» Instructions for the task
Lines before the one containing "example: [796, 718]" are excluded; print that line and every line after it through the end of the material below, exactly.

» Records to use

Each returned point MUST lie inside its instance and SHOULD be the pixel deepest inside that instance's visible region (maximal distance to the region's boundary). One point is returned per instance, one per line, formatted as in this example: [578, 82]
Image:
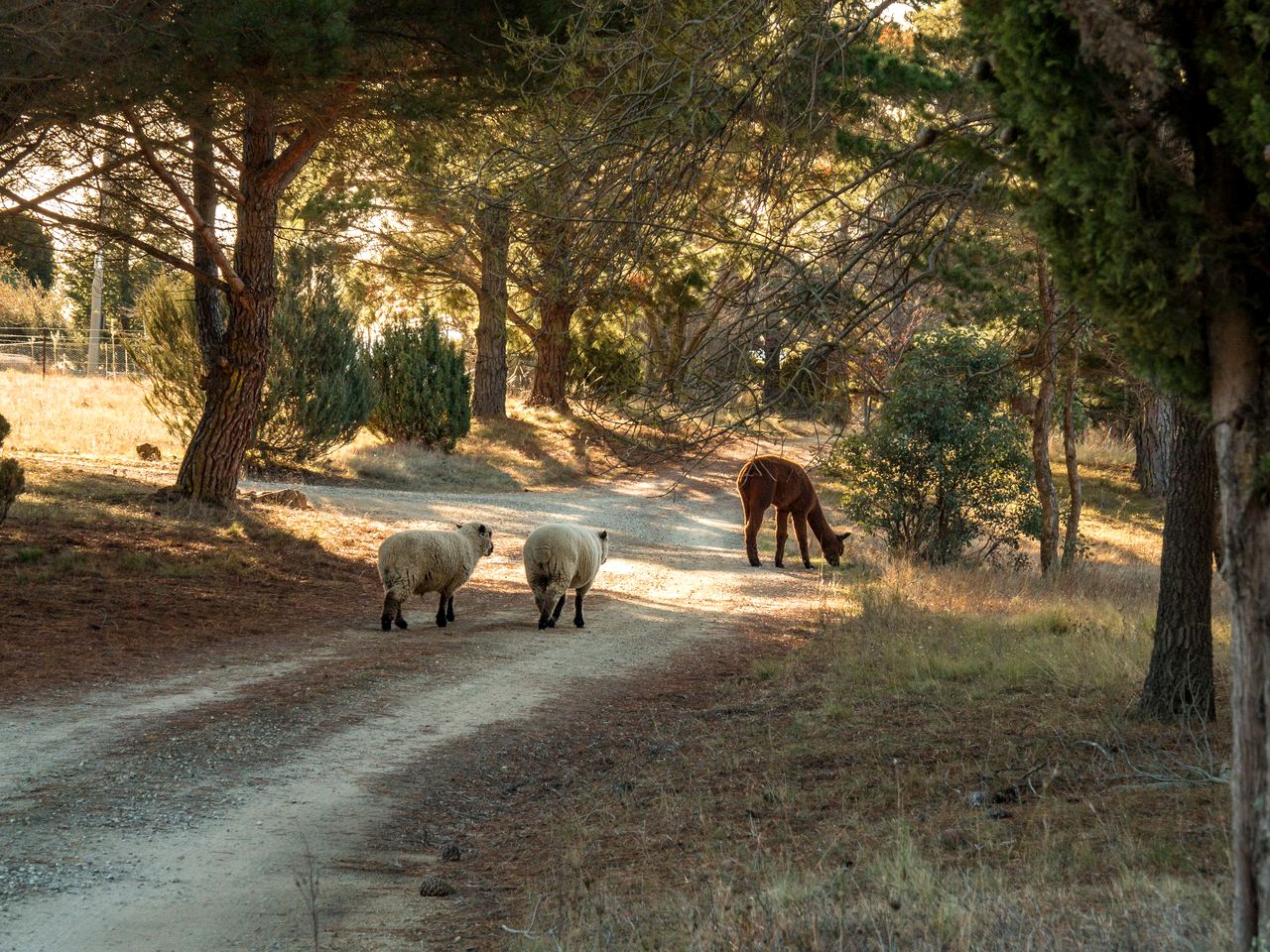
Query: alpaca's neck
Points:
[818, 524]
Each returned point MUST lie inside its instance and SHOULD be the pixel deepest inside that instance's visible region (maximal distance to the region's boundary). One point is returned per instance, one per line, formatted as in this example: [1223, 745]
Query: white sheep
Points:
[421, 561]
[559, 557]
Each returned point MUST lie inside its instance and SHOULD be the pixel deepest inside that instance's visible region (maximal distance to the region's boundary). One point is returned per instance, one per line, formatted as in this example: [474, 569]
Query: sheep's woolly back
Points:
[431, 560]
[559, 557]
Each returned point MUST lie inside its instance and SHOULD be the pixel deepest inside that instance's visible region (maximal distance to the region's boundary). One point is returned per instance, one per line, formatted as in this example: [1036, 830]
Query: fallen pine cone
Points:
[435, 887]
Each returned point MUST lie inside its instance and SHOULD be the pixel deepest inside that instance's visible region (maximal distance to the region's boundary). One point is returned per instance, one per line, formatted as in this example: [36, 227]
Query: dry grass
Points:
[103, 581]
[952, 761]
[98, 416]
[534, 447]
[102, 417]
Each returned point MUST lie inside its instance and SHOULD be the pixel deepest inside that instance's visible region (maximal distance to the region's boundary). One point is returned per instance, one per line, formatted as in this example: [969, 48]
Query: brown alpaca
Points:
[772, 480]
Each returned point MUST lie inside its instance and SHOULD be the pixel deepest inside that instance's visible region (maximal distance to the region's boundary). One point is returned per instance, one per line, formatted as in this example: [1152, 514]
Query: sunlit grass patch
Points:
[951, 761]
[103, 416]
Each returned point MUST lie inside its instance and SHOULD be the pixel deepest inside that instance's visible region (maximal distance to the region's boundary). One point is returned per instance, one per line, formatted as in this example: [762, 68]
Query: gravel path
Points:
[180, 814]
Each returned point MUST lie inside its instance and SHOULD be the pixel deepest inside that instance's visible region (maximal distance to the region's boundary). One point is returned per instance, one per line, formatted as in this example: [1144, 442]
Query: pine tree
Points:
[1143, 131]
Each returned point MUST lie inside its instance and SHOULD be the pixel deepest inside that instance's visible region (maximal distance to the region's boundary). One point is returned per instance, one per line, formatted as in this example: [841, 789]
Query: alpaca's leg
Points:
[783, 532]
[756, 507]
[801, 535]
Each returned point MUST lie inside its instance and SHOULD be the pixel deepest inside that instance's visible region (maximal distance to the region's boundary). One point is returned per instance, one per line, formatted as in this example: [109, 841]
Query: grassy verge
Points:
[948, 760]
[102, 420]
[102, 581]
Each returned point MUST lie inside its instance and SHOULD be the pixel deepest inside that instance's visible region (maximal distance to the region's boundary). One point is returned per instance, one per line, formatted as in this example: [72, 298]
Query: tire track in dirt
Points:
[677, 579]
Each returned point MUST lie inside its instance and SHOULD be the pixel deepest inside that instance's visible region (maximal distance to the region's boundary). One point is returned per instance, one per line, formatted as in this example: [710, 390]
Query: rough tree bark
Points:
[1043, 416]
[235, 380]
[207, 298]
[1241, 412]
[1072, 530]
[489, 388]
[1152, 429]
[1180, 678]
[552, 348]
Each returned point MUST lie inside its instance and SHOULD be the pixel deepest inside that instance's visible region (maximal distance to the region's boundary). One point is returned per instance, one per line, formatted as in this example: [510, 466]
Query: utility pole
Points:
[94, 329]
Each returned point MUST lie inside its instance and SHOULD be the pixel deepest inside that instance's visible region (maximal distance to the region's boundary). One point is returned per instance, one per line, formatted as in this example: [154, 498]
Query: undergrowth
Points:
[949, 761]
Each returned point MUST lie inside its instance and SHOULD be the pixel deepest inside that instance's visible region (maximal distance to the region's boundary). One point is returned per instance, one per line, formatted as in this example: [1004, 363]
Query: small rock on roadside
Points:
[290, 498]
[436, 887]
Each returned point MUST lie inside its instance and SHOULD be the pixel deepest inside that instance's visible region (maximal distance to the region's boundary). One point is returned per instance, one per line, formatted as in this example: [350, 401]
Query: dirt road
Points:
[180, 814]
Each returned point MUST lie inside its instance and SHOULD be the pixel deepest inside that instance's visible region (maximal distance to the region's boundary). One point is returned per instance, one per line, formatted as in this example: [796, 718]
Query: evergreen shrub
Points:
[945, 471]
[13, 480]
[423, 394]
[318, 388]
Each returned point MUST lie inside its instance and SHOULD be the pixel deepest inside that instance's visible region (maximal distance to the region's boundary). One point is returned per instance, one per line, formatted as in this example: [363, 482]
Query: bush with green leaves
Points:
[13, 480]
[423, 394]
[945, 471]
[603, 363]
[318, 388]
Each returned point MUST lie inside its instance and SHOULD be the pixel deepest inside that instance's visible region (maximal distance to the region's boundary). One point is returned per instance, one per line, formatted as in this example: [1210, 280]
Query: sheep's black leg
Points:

» Solution for this task
Each returned point MUST lie inside its instance and SHOULD be the pixel deepest inside that instance's visible region (maximal distance to the region's boundary). One point is returned per instance, one per line, formatted as in this example: [796, 718]
Query: evergreen shrub
Points:
[945, 471]
[13, 480]
[423, 394]
[318, 388]
Each returned point MUST lie inside its instance and SHOULD be the pixel deepest inside that instance's visible region (maximal distance to the region's boundary). One point is returned per instance, one per line, formatted as in this example: [363, 482]
Query: bush with green leaves
Points:
[13, 480]
[423, 394]
[945, 471]
[603, 363]
[318, 388]
Each returned point MUST lie inside its instance and SHOULD be the pixel deepest inside that instance's visible region (maximal distance to the region's boundary). One point is returned per instance, one per line, formatted as in this example: [1210, 280]
Query: sheep's black leg
Points:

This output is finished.